Required action |
Would you output, exactly as written, the line with "Pretty please, detect the beige" and all lines after it to the end of the data below, and no others?
** Opening Given information block **
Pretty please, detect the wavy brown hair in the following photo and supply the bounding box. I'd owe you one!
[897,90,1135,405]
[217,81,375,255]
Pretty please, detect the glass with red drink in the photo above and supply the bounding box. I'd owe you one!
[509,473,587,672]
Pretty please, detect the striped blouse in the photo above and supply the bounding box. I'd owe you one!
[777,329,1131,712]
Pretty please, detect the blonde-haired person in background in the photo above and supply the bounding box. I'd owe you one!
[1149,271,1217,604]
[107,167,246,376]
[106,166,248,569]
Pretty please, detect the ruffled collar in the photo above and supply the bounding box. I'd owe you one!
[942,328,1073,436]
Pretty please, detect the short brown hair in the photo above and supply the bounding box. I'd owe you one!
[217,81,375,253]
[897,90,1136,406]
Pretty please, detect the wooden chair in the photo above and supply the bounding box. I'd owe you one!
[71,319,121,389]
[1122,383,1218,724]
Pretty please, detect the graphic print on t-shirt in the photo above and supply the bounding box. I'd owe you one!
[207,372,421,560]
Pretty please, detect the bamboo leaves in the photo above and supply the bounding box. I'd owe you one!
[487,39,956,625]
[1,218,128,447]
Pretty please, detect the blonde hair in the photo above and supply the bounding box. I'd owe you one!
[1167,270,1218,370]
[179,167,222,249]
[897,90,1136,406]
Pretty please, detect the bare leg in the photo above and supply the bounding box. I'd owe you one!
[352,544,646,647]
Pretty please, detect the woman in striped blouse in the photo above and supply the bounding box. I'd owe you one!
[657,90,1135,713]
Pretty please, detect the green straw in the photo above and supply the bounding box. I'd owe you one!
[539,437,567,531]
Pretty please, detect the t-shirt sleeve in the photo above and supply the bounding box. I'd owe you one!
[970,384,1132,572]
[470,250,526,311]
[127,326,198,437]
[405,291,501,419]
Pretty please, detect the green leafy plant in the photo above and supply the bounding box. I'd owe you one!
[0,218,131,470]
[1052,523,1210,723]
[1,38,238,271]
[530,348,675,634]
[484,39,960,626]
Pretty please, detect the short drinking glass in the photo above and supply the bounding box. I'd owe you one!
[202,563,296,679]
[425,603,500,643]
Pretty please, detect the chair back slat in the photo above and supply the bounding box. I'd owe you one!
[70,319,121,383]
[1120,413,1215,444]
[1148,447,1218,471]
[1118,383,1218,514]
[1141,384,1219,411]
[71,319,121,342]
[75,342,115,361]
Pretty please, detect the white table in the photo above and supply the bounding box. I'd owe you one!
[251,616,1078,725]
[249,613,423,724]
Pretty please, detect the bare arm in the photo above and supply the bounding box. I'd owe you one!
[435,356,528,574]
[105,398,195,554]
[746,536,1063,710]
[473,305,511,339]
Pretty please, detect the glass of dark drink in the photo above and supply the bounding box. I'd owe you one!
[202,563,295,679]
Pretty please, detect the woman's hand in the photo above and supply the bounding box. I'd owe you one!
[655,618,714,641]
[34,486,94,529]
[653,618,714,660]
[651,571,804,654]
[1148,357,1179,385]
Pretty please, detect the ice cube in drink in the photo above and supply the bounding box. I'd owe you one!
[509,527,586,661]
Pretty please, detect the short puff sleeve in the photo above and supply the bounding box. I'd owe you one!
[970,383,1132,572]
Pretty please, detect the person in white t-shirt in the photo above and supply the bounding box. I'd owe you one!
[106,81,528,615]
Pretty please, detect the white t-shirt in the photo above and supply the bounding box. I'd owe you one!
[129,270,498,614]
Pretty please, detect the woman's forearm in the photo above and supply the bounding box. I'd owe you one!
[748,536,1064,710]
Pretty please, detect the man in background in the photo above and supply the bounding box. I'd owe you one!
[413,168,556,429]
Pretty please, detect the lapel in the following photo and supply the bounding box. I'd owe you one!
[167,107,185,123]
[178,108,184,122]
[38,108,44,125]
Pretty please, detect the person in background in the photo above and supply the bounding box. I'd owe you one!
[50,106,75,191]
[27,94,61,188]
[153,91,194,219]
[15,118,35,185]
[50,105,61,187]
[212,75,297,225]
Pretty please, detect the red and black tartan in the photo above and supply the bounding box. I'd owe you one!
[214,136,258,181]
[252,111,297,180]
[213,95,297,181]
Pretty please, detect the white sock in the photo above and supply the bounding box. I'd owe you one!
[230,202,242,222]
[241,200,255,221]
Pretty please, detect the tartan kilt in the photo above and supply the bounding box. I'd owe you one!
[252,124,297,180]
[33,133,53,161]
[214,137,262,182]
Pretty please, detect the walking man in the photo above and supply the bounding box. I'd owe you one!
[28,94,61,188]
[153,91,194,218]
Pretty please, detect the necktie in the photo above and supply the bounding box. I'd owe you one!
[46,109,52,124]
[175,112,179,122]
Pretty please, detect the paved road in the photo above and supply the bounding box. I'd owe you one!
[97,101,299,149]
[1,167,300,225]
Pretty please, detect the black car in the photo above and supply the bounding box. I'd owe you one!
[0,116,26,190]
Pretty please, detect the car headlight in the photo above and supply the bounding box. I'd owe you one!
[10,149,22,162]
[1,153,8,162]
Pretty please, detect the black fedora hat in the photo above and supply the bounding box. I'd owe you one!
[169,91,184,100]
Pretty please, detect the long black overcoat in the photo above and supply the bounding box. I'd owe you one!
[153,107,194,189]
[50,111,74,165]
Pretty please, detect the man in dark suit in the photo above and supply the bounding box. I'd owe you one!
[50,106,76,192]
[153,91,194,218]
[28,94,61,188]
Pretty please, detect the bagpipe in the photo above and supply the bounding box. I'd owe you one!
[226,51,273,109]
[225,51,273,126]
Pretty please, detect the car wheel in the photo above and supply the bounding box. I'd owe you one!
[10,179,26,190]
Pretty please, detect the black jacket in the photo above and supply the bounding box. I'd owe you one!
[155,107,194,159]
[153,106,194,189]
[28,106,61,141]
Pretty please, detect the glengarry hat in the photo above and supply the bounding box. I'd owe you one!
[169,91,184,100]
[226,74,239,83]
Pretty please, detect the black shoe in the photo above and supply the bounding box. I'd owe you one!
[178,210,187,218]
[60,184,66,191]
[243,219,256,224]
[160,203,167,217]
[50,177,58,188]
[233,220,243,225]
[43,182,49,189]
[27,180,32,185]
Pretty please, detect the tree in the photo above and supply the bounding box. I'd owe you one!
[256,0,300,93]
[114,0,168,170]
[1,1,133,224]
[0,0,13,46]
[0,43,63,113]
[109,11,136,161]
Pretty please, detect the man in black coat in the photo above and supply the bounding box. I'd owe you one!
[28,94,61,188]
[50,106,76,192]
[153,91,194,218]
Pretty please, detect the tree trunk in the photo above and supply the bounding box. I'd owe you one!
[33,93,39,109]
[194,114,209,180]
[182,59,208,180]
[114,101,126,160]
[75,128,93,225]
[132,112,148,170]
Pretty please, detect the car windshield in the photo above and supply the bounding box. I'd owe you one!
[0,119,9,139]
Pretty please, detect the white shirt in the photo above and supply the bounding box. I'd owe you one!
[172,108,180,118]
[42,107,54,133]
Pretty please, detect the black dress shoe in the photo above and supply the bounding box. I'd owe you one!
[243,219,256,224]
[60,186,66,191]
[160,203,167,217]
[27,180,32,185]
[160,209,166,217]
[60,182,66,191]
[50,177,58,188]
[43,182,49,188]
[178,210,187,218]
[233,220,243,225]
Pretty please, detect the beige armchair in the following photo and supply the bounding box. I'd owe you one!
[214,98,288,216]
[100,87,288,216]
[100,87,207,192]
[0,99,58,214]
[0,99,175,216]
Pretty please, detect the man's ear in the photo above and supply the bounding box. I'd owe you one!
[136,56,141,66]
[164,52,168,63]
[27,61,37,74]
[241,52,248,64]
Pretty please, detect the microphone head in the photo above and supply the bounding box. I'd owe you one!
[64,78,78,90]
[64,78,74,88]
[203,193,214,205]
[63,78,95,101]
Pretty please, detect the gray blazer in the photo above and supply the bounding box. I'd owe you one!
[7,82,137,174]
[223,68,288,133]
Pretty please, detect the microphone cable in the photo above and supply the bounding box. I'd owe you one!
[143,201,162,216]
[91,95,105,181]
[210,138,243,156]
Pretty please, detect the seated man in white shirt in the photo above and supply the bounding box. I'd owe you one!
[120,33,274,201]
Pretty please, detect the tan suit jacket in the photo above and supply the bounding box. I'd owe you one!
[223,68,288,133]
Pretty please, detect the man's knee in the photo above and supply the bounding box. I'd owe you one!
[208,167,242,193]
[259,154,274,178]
** Closing Given information block **
Response below |
Pretty please, detect the beige armchair in the following photo and supply the bounding box. I'd owe you one!
[214,98,288,216]
[100,87,288,216]
[100,87,207,192]
[0,99,58,214]
[0,99,175,216]
Pretty please, detect the man's ear in the photo above and supply the bounding box. I'd owe you one!
[136,56,141,66]
[164,52,168,63]
[27,61,37,74]
[241,52,248,64]
Pretty please, detect the microphone head in the photo above and supply the bounding box. I'd owe you one!
[64,78,78,90]
[64,78,74,88]
[203,193,214,205]
[63,78,95,101]
Pretty please, detect the gray blazer in the photo above and supply the bounding box. I'd owe you one!
[7,82,137,174]
[223,68,288,133]
Pretty please, detect the microphone cable in the photo above and supply the bounding box. I'd owe you one!
[143,201,162,216]
[91,95,105,181]
[210,138,243,156]
Pretty please, detect the seated man in white shirt in the photo above and supply the bounding box. I'd owe you one!
[120,33,274,201]
Pretty please, detect the tan suit jacket in the photo above and supply the bounding box. I'd owe you one!
[223,68,288,133]
Pretty please, detect the man's knee in the photo above and supply the bounding box. I'd owe you one!
[208,167,242,193]
[259,154,274,178]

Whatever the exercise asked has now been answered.